Texto fuente.
RECIPIENTE
Las falacias consumen al
humano. Hoy ninguna verdad sobrevive al error. Los hilos que en algún tiempo la
sostenían, se rompieron en el primer jalón de nobleza. Sin embargo, hay un
concepto de sabiduría que nos retorna de inmediato al humanismo que gobernó al
pasado y probablemente desarrolló la lucidez que imperaba para entonces. Una
idea que quizás tenga su origen un tanto más antiguo que entiende a la
sabiduría como esa luz que ilumina y construye y nos da razones para comprender
este mundo. Pero también, debe entenderse en un sentido terrenal como un
conocimiento que no debe ser vedado y que merece, asimismo, ventilarse pues,
nos convierte al instante en seres comprensivos, sensibles o quizás menos
dioses.
Es lo que necesita el mundo
de hoy. No obstante, la tierra está habitada de personas que cimentan su
hegemonía en las teorías que estudiaron. Emil Ciorán los denominó “los
náufragos” satirizando en torno a ese tipo de proceder, en que según sea el
momento y el ambiente, algunos naufragan en formas similares a la jactancia, el
desprecio y en general al descrédito por los demás, tan solo por navegar en las
fiebres del conocimiento, pero pocos advierten que tal conducta es un fenómeno
subjetivo que sustenta o sostiene al ego.

Extracto de un conjunto de datos
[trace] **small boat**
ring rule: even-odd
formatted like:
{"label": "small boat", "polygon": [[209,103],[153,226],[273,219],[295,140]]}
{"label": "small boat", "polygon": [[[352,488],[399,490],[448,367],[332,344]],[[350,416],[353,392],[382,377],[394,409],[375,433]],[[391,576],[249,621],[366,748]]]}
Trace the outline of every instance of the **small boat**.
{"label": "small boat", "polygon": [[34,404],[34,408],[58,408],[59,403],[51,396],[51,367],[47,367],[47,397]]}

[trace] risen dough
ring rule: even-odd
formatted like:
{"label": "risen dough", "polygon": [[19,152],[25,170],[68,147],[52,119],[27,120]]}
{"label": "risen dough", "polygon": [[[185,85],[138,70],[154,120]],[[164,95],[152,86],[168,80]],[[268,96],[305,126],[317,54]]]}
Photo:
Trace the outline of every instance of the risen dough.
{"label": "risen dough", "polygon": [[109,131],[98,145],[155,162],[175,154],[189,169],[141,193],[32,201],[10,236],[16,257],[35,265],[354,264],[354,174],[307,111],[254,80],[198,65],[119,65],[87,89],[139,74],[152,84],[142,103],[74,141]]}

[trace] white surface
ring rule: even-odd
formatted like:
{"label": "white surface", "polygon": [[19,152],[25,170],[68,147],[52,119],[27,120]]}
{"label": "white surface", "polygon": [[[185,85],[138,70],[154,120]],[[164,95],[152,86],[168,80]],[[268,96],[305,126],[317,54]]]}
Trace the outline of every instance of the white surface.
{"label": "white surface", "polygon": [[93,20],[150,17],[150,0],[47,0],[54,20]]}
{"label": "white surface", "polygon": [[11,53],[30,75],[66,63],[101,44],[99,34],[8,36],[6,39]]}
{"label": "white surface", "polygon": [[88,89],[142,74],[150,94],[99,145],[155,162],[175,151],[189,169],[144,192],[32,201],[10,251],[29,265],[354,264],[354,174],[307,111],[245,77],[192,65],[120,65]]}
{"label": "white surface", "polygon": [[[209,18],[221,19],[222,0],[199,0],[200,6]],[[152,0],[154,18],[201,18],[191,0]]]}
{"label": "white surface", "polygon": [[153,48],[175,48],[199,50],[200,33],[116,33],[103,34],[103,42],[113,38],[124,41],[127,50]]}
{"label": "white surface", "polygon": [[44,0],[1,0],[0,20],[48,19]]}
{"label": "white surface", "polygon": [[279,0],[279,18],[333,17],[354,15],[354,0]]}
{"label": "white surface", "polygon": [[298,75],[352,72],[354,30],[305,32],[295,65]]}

Tarea propuesta 1. Edita el fragmento del listado que comienza en la línea que contiene "[trace] risen dough" y termina al final del listado: reprodúcelo con "ring rule" sustituido por "fill rule" y todo lo demás sin cambios.
Tarea propuesta 2. Prosigue el texto sobre la sabiduría a partir de su última oración.

Respuesta final 1.
[trace] risen dough
fill rule: even-odd
formatted like:
{"label": "risen dough", "polygon": [[19,152],[25,170],[68,147],[52,119],[27,120]]}
{"label": "risen dough", "polygon": [[[185,85],[138,70],[154,120]],[[164,95],[152,86],[168,80]],[[268,96],[305,126],[317,54]]]}
Photo:
Trace the outline of every instance of the risen dough.
{"label": "risen dough", "polygon": [[109,131],[98,145],[155,162],[175,154],[189,169],[141,193],[32,201],[10,236],[16,257],[35,265],[354,264],[354,174],[307,111],[254,80],[198,65],[119,65],[87,89],[139,74],[152,84],[142,103],[74,141]]}

[trace] white surface
fill rule: even-odd
formatted like:
{"label": "white surface", "polygon": [[19,152],[25,170],[68,147],[52,119],[27,120]]}
{"label": "white surface", "polygon": [[[185,85],[138,70],[154,120]],[[164,95],[152,86],[168,80]],[[268,96],[305,126],[317,54]]]}
Trace the outline of every instance of the white surface.
{"label": "white surface", "polygon": [[93,20],[150,17],[150,0],[47,0],[54,20]]}
{"label": "white surface", "polygon": [[11,53],[30,75],[66,63],[101,44],[99,34],[8,36],[6,39]]}
{"label": "white surface", "polygon": [[88,89],[142,74],[150,94],[99,145],[155,162],[175,151],[189,169],[144,192],[32,201],[10,251],[29,265],[354,264],[354,174],[307,111],[245,77],[192,65],[120,65]]}
{"label": "white surface", "polygon": [[[209,18],[221,19],[222,0],[199,0],[200,6]],[[152,0],[154,18],[201,18],[191,0]]]}
{"label": "white surface", "polygon": [[153,48],[175,48],[199,50],[200,33],[116,33],[103,34],[103,42],[113,38],[124,41],[127,50]]}
{"label": "white surface", "polygon": [[44,0],[1,0],[0,20],[48,19]]}
{"label": "white surface", "polygon": [[279,0],[279,18],[333,17],[354,15],[354,0]]}
{"label": "white surface", "polygon": [[298,75],[352,72],[354,30],[305,32],[295,65]]}

Respuesta final 2.
Así es, el conocimiento
adquirido de libros, obras, artes o cualquier otro medio, no da sabiduría al
ser. Por el contrario, desarrolla la prepotencia del ego, al creer que se está
por encima de los demás, solo por entender que se tiene el recipiente lleno de
sustancias de calidad ¿Pero será esto cierto? ¿Estas personas tendrán de verdad
el recipiente lleno de conocimiento de calidad? Solamente debemos escucharles
en medio de las multitudes y así obtendremos respuestas del tipo de sustancia
con las que han llenado el recipiente.
La sabiduría no descansa
en sustancias almacenadas, la sabiduría nace de la nada, pensamientos que
emergen del silencio, luminiscencias de lo absoluto. Entonces ¿Qué significa
ser sabio? Difícil es saberlo, es un misterio, para ello debemos desprendernos
del ser, pues la sabiduría no implica la expulsión de otras ideas.
Este mundo está
contaminado de muchos preceptos, la moral, la religión, la política, la
sexualidad, el arte, es un conjunto de formas que se combinan entre sí, lo que
no nos permite ser verdaderamente en nuestra propia esencia, pues dejamos de
ser en nuestra propia individualidad ¿A qué se debe tal estado? Todo reposa en
nuestra agilidad para imitar todo aquello que nos es ajeno, incluso de todo
aquello que nos es similar, es por eso que la mayoría anda en esa búsqueda, en
ese alcance.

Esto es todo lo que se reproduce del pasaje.